Reproduce word for word the lines of the material below, starting with the line that contains "the tree canopy" and going on through the line that contains "point(721, 462)". Include both of those lines and nothing else.

------------------------------------------------------------------------

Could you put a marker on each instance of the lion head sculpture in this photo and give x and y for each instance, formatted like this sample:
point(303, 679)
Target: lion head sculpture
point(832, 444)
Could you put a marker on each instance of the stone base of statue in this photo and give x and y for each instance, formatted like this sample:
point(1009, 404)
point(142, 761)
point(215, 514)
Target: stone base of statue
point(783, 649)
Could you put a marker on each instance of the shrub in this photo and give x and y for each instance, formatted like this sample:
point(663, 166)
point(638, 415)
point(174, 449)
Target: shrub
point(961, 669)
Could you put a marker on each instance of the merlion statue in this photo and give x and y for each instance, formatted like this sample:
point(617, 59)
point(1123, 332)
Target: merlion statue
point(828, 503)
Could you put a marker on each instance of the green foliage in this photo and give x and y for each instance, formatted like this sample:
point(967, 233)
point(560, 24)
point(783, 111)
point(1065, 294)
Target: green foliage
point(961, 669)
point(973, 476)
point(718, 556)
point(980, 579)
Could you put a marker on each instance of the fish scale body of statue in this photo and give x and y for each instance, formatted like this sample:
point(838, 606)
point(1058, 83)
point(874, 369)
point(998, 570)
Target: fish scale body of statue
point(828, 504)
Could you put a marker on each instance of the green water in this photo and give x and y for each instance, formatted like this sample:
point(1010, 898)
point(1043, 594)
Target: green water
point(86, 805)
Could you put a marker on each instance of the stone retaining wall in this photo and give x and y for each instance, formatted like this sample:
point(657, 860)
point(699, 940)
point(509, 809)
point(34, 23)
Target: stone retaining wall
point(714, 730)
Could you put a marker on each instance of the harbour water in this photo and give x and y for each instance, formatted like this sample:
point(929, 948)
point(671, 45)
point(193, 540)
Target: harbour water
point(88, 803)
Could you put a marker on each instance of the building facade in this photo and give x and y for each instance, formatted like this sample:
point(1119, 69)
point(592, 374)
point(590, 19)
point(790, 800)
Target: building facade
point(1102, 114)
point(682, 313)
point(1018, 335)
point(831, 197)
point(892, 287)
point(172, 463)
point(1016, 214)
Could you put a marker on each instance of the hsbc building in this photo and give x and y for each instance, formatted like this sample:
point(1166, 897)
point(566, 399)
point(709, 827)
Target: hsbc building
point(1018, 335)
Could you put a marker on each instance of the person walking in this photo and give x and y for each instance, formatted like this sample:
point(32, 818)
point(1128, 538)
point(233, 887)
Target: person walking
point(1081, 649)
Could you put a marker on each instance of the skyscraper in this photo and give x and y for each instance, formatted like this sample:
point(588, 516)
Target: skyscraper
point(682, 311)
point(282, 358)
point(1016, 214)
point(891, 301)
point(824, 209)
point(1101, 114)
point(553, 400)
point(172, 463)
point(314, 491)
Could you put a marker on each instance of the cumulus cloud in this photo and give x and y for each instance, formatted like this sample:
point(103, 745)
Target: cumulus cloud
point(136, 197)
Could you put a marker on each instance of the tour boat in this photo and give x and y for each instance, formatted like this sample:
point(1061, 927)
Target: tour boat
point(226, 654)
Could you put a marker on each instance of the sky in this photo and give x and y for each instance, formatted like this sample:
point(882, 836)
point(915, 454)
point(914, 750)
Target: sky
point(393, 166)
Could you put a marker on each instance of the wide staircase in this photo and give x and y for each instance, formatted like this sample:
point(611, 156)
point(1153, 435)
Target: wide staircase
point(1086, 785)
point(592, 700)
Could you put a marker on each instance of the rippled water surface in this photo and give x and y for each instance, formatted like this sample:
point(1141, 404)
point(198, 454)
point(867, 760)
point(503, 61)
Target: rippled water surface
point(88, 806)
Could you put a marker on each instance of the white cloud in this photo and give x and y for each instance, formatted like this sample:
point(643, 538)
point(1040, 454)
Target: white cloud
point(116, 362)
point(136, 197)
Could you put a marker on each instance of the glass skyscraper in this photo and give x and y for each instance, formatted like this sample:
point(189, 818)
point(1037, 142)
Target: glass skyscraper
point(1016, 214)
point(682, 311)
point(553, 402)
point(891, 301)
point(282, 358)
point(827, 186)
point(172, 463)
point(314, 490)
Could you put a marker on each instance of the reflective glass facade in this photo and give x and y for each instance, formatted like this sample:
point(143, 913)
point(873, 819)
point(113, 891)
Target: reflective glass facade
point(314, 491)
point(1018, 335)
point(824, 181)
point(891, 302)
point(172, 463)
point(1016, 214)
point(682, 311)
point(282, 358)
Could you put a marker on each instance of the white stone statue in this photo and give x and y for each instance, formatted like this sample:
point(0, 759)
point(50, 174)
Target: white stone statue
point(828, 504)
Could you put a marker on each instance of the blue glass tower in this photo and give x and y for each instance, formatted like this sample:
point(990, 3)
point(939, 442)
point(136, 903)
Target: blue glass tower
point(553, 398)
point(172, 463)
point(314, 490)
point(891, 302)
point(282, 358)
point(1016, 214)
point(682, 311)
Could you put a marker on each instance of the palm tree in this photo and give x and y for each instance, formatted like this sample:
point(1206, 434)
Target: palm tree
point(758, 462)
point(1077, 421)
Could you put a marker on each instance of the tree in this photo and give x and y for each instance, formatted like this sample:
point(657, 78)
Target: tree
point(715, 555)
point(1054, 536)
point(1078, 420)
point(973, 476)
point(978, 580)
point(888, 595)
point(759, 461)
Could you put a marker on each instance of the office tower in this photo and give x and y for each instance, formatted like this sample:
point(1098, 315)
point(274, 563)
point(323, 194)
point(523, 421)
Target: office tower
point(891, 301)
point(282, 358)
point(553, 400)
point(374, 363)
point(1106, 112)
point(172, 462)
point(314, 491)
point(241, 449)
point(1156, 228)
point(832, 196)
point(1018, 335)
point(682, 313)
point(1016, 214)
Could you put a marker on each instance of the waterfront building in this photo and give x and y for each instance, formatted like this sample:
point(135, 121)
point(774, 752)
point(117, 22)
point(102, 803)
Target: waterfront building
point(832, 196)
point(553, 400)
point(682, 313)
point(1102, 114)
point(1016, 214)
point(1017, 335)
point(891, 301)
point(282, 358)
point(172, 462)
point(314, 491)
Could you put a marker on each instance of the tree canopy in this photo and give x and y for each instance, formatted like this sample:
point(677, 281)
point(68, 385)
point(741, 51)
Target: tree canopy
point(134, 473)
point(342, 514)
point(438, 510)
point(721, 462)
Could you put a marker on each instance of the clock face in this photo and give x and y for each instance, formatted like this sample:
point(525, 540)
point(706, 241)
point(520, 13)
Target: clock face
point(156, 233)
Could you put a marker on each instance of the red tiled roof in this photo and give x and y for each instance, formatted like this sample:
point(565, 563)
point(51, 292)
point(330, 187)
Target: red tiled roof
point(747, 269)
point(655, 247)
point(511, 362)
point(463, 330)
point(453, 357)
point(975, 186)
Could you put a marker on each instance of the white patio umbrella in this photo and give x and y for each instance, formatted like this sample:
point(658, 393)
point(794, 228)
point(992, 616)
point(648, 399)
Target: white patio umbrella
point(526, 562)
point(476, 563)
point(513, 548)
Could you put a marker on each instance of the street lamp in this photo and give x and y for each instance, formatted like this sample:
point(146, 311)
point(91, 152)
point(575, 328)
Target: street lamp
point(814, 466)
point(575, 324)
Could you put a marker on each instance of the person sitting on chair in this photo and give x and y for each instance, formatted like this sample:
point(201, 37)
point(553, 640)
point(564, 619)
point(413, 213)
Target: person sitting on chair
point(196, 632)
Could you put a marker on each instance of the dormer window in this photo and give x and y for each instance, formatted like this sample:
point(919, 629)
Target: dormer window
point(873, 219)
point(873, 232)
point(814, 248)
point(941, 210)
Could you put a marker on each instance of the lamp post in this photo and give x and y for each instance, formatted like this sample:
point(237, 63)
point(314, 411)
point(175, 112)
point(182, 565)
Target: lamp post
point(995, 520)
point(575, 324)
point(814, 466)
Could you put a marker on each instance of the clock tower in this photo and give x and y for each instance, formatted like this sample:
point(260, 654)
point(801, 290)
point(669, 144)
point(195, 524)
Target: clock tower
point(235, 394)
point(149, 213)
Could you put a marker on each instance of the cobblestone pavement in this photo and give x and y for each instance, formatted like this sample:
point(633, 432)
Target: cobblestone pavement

------------------------------------------------------------------------

Full output
Could you put a marker on each instance of the tree canopy in this photo and give x and y for each instance, formatted like this sample:
point(677, 281)
point(68, 385)
point(741, 51)
Target: tree canopy
point(134, 473)
point(342, 514)
point(438, 510)
point(721, 462)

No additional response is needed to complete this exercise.